Data provided
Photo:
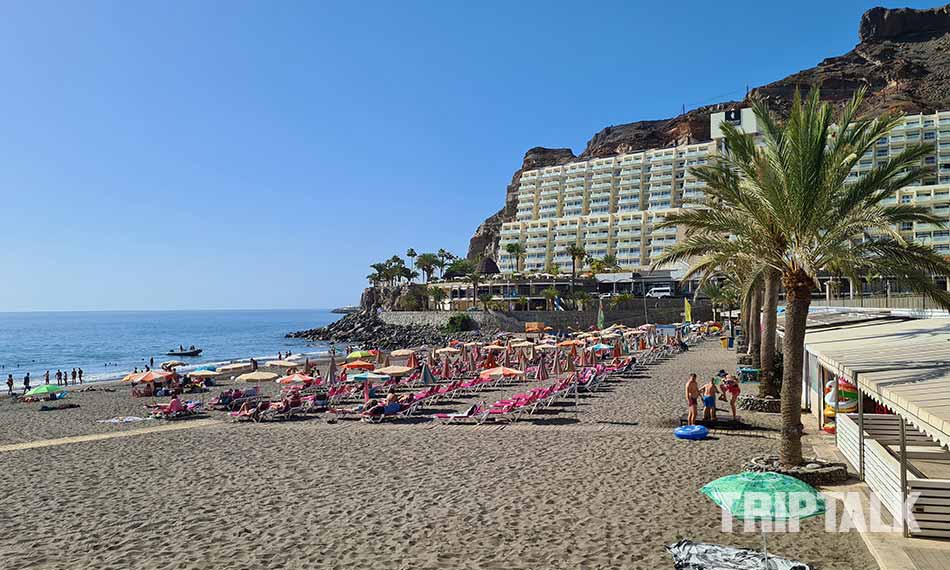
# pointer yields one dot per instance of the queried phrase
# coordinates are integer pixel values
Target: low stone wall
(661, 311)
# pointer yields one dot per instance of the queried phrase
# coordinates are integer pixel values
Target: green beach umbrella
(45, 389)
(765, 497)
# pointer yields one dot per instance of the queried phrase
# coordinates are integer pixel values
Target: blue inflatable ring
(691, 432)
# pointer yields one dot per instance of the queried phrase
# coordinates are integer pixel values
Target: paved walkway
(101, 436)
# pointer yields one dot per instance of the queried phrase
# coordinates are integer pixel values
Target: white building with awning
(904, 367)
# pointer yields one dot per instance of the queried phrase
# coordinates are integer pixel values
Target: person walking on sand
(709, 392)
(692, 398)
(730, 389)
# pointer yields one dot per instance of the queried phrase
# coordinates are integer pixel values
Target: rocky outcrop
(903, 59)
(879, 24)
(405, 297)
(485, 241)
(368, 330)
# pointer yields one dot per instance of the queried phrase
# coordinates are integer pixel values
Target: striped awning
(903, 365)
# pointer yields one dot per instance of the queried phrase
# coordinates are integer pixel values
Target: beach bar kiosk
(896, 437)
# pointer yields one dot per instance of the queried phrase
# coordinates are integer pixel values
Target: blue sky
(170, 155)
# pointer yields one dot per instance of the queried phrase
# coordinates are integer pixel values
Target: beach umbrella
(743, 494)
(426, 376)
(295, 379)
(45, 389)
(148, 376)
(258, 376)
(282, 363)
(365, 376)
(203, 373)
(331, 371)
(501, 371)
(542, 374)
(359, 364)
(393, 370)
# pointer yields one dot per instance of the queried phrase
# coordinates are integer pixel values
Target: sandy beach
(602, 486)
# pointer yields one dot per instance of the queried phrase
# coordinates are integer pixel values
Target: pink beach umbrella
(542, 373)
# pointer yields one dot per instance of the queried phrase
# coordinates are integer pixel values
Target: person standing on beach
(709, 392)
(692, 399)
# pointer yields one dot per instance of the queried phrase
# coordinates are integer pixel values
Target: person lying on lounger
(388, 405)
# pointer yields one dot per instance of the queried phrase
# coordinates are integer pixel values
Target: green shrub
(460, 322)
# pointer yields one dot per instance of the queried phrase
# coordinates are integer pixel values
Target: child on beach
(709, 392)
(692, 397)
(730, 388)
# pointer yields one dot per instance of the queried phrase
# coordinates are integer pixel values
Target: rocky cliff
(903, 58)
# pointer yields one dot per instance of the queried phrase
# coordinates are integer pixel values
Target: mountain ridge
(903, 58)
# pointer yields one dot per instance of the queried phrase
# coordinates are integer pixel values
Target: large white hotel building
(612, 205)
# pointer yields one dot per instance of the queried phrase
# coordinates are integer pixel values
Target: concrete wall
(662, 311)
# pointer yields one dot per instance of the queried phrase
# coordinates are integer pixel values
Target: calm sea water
(108, 344)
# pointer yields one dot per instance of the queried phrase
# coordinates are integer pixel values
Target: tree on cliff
(517, 251)
(792, 205)
(427, 262)
(444, 258)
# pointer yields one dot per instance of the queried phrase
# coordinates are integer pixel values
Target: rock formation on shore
(903, 59)
(366, 329)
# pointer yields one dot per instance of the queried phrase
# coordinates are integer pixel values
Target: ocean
(107, 345)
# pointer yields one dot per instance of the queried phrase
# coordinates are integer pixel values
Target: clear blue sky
(263, 154)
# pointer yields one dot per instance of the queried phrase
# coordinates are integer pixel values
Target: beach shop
(894, 427)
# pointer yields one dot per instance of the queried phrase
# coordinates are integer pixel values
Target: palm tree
(791, 205)
(549, 294)
(517, 251)
(474, 277)
(444, 258)
(576, 252)
(437, 294)
(427, 262)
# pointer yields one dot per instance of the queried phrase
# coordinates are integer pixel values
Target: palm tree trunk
(755, 312)
(798, 298)
(767, 350)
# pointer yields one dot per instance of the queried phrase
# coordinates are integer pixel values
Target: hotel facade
(613, 205)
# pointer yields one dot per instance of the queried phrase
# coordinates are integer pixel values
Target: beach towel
(122, 420)
(689, 555)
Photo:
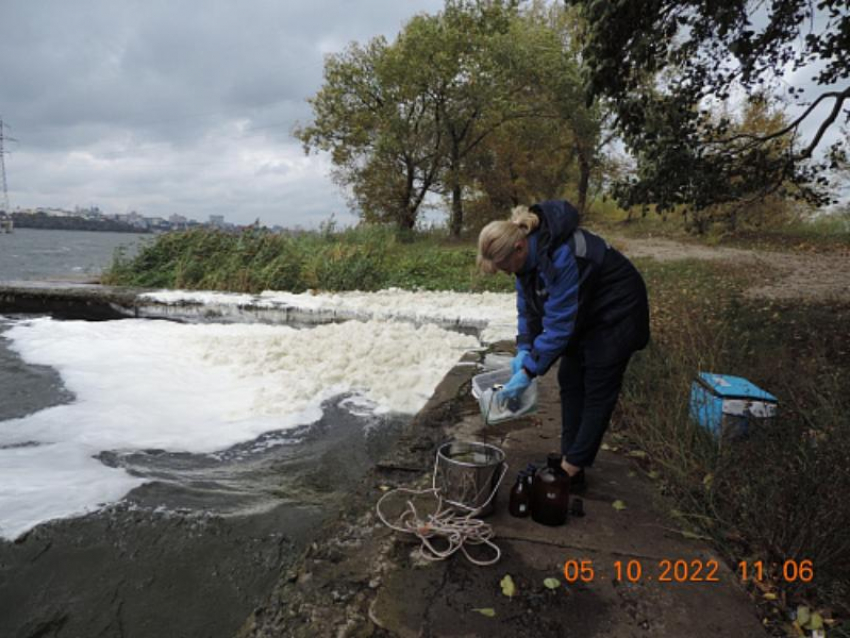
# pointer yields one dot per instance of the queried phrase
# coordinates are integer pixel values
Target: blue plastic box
(728, 406)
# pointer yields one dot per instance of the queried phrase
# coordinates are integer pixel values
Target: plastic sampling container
(485, 388)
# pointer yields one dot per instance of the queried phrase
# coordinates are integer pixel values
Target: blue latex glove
(516, 362)
(515, 387)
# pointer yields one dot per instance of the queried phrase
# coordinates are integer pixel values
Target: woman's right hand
(517, 361)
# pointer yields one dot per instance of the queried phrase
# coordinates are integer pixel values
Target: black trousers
(588, 397)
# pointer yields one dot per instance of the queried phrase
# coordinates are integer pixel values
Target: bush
(782, 493)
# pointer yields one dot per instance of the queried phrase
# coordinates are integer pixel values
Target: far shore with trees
(658, 115)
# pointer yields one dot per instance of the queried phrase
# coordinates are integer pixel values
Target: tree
(708, 52)
(560, 140)
(478, 84)
(378, 131)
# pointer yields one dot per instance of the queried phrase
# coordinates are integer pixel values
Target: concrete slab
(442, 599)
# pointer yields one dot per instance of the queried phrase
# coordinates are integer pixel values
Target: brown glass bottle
(520, 501)
(550, 495)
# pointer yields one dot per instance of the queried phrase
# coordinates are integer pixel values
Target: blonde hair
(497, 239)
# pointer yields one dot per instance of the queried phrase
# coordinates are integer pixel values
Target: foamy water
(143, 384)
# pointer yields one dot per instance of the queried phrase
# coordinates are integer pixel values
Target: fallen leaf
(693, 535)
(508, 587)
(486, 611)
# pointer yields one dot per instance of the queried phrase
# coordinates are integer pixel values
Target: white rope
(456, 529)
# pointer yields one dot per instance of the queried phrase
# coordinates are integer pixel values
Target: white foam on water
(493, 313)
(142, 384)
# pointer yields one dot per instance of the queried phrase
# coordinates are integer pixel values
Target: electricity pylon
(3, 151)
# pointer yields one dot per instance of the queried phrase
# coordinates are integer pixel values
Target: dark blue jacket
(577, 295)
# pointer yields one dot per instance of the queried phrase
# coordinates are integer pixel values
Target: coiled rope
(455, 529)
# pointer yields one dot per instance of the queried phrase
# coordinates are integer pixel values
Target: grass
(826, 233)
(782, 493)
(355, 259)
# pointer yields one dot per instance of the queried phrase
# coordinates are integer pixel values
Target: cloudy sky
(181, 107)
(176, 107)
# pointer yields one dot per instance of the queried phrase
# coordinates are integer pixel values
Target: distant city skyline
(179, 108)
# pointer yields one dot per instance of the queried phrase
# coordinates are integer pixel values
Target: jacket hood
(558, 221)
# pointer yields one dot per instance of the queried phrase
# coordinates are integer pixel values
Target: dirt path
(782, 275)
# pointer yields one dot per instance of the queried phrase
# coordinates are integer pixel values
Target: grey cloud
(168, 107)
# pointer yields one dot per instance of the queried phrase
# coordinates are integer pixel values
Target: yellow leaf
(804, 615)
(486, 611)
(508, 587)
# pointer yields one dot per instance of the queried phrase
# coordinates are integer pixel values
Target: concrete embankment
(358, 578)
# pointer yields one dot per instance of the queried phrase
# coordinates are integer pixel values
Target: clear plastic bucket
(485, 388)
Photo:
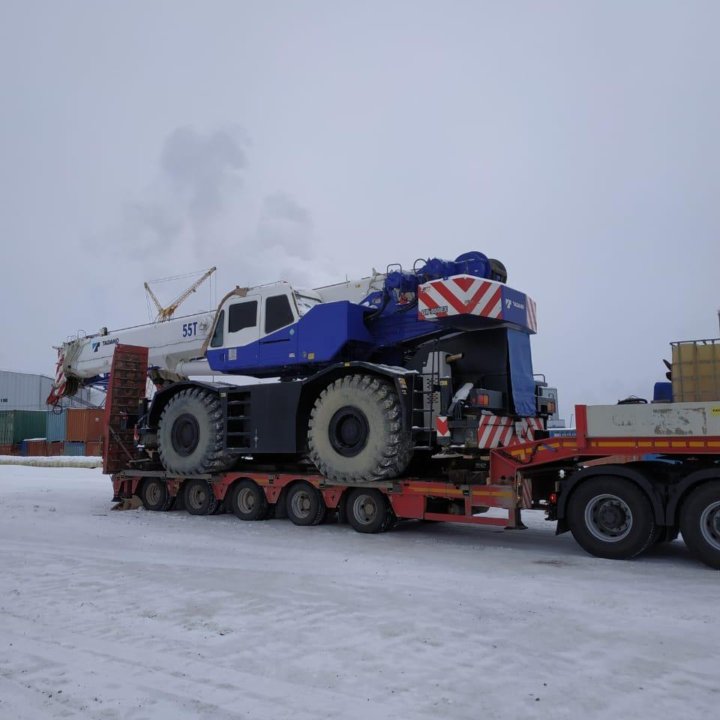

Task details
Restate the material above word for word, dropping the pictures.

Task answer
Photo:
# pointer yields one dot per instance of the queried phrase
# coordinates are integer pixel values
Target: low stone wall
(661, 311)
# pointer yields one dot per instance of the queried phrase
# coordinates are integer pixel values
Target: green beach umbrella
(45, 389)
(765, 497)
# pointer yields one dot per instance of the queried phrase
# coordinates are integer pixel values
Target: blue inflatable ring
(691, 432)
# pointer yields one dot per instance of the queried phrase
# coordinates are integer pixel values
Target: paved walkway
(101, 436)
# pointer yields one dot per instance of the queried phrase
# coordinates are integer pixel values
Target: white building with awning
(904, 367)
# pointer yields one dot per instance of the queried phrase
# coordinates are integer pixel values
Target: person walking on sand
(709, 392)
(692, 398)
(730, 389)
# pointer yields one dot per instance of the queried phrase
# coordinates are integer pixel values
Target: rocky outcrop
(903, 59)
(879, 24)
(405, 297)
(485, 241)
(368, 330)
# pointer yields one dot per instance of the queried phrase
# coordinates are integer pixel values
Target: striped awning
(903, 365)
# pointer yields one dot per instance of the queried phrase
# coordinates are integer pixel values
Target: beach bar kiosk
(896, 437)
# pointer yields one dot per instance of the queried phrase
# coordinates are integer pixel values
Target: blue sky
(170, 155)
# pointer yields one dot per instance of the queried phrase
# coordinates are integer pixel values
Target: beach umbrella
(743, 494)
(426, 376)
(295, 379)
(45, 389)
(148, 376)
(258, 376)
(282, 363)
(365, 376)
(203, 373)
(331, 371)
(501, 371)
(542, 374)
(359, 364)
(393, 370)
# pointer yields one dot per instance of the queried phrase
# coordinates are integer pixel values
Target: sandy beach
(602, 486)
# pointer yields one dot per instance of the queried phrase
# coordinates are integer pixel values
Target: pink beach umbrella
(542, 373)
# pointer yields one dot per instance of the queried phrase
# coordinates are integer pixel values
Target: person standing on beach
(709, 392)
(692, 399)
# pointer yields one dot per instance of the queried phrase
# coordinates are integer pixel values
Target: person lying on lounger
(388, 405)
# pointer yields one dot per instance of the queried phrase
# coordinates are integer pixel values
Target: green shrub
(460, 322)
# pointer yields one dot per instance of the queried phrase
# coordinates are integer pixel values
Target: child on beach
(709, 392)
(692, 397)
(730, 388)
# pointer yields one dot per instance of the queried phrase
# coordinates are integer pixel values
Target: rocky cliff
(903, 58)
# pointer yields one dot per instance of the queried phrase
# coordinates are integer pixel values
Target: mountain ridge
(903, 58)
# pointer yields one dot per instance of the queried phrase
# coordinates are integer pixel values
Target: large white hotel building
(612, 205)
# pointer yields one dot per instance of the queried phrase
# coordinates are integer pixel values
Target: concrete wall
(662, 311)
# pointer yields one dot per instance of the queried phrase
# coordinates are integer pixel values
Target: calm sea water
(108, 344)
# pointer yields one dot per instance of the queried phrase
# coordinates are integer pixel values
Target: tree on cliff
(517, 251)
(792, 205)
(427, 262)
(444, 258)
# pointer yields one dot per instance of the queried phrase
# coordinates are integer pixel values
Target: rock formation on shore
(903, 59)
(366, 329)
# pointer yields one dot per instance of the queried phrase
# coordinates are integer pixel values
Target: ocean
(107, 345)
# pointer yields one dot per instance of the queried phrase
# coordinates are integer pixel values
Target: clear blue sky
(263, 154)
# pointer yields one dot per instance of the queried phrase
# coordinates are integer pixel values
Target: beach shop
(894, 427)
# pointer yields one dot per instance of the queried phrase
# coordinates are integer pixel values
Target: palm tree
(791, 205)
(549, 294)
(517, 251)
(474, 277)
(444, 258)
(576, 252)
(437, 294)
(427, 262)
# pointer yields one dot per instance of the queried phrase
# coordinates are integer pixel values
Target: palm tree trunk
(755, 312)
(798, 298)
(767, 350)
# pointer yields one dot per instance of the queried phrase
# coordinates are integer pixel values
Target: hotel facade
(613, 205)
# pointer yields one dot per instance of the queried phrase
# coordinates are integer pixel values
Target: beach towel
(122, 420)
(689, 555)
Photo:
# pointer yields one dot per instance of the queried phrase
# coordinates are integer pixel values
Target: blue plastic box
(728, 406)
# pointer yields one dot per instance of the queried phrase
# coordinates are integer pixel values
Target: plastic sampling container
(485, 388)
# pointer yields one dot per instance of the queried phrase
# coordinates are integer pixel values
Target: blue latex glove
(516, 362)
(515, 387)
# pointer yields one dot per instance of the queried phrase
# coordinates are integer pixel values
Target: woman's right hand
(517, 361)
# pointer yields one dot per instance of the queried phrase
# coordinates are integer pixel values
Target: black trousers
(588, 397)
# pointer yields one dot per instance of the queried phrase
# coordinates are integer pixel values
Target: bush
(782, 493)
# pointer yields one dot per instance of the queried phrase
# coordinates are integer pixel values
Target: far shore with trees
(658, 115)
# pointer yields one dot per instance of the queried phrase
# coordinates are integer pixel values
Target: tree
(708, 52)
(560, 140)
(478, 84)
(378, 131)
# pointer yields one dot per instance of the queried phrase
# coordinates are integer pixel values
Target: concrete slab
(442, 599)
# pointer yields one dot per instance of the queried phrase
# coordinates are integer pixel values
Target: brown glass bottle
(520, 501)
(550, 495)
# pointer yields one dot per instance of the queried phrase
# coordinates are integer pixel values
Target: blonde hair
(497, 239)
# pointer yields one dot per instance of the queried phrase
# coordinates are integer pixel values
Target: foamy water
(143, 384)
# pointer yields one dot per instance of the queried phrase
# coordinates are integer pixel values
Target: fallen leaf
(693, 535)
(508, 587)
(486, 611)
# pointer yields one dot per instance of the queried phrase
# coordinates are integer pixel values
Target: white rope
(456, 529)
# pointer yields one dot per instance of the queried phrase
# coordinates are integer pixel values
Target: white foam on water
(493, 313)
(142, 384)
# pointer yields one dot per instance of the queried phrase
# coordinates are integer pixel values
Target: electricity pylon
(3, 151)
# pointer yields one dot per instance of the queried phrase
# coordinates are integer pixel values
Target: dark blue jacket
(577, 295)
# pointer yields one dot per instance of the queried phrase
# coordinates are integer pixel values
Target: coiled rope
(455, 529)
# pointer yields one dot per instance of the queried phrase
# coordinates are integer pixel values
Target: grass
(826, 233)
(782, 493)
(355, 259)
# pointer yields one dot per instance of the queried phrase
# coordinates are integer pixel values
Target: cloudy sky
(181, 107)
(176, 107)
# pointer yields one dot per instance of the queried phrase
# coordinates are integer pixel values
Target: distant city skyline
(179, 108)
# pointer yields one dot per instance of the queried phrase
# coordinates are integer pixel values
Target: jacket hood
(558, 221)
# pointer yields one dot per instance of the queried phrase
# coordinates are integer pixel values
Target: dirt path
(782, 275)
# pointer yields one dot per instance of the queried phrase
# coordinates are integer pixel values
Target: grey cloud
(168, 107)
# pointer yields one dot per instance of the queried phrase
# coordinates are integer pixel values
Target: yellow leaf
(804, 615)
(486, 611)
(508, 587)
# pointer yields one dot per instance of the queried phrase
# coordinates are integer pixel values
Target: concrete embankment
(358, 578)
# pointer yields one dot per instance of the queried phrase
# coordinates are integer pixel values
Target: clear plastic bucket
(485, 388)
Photo:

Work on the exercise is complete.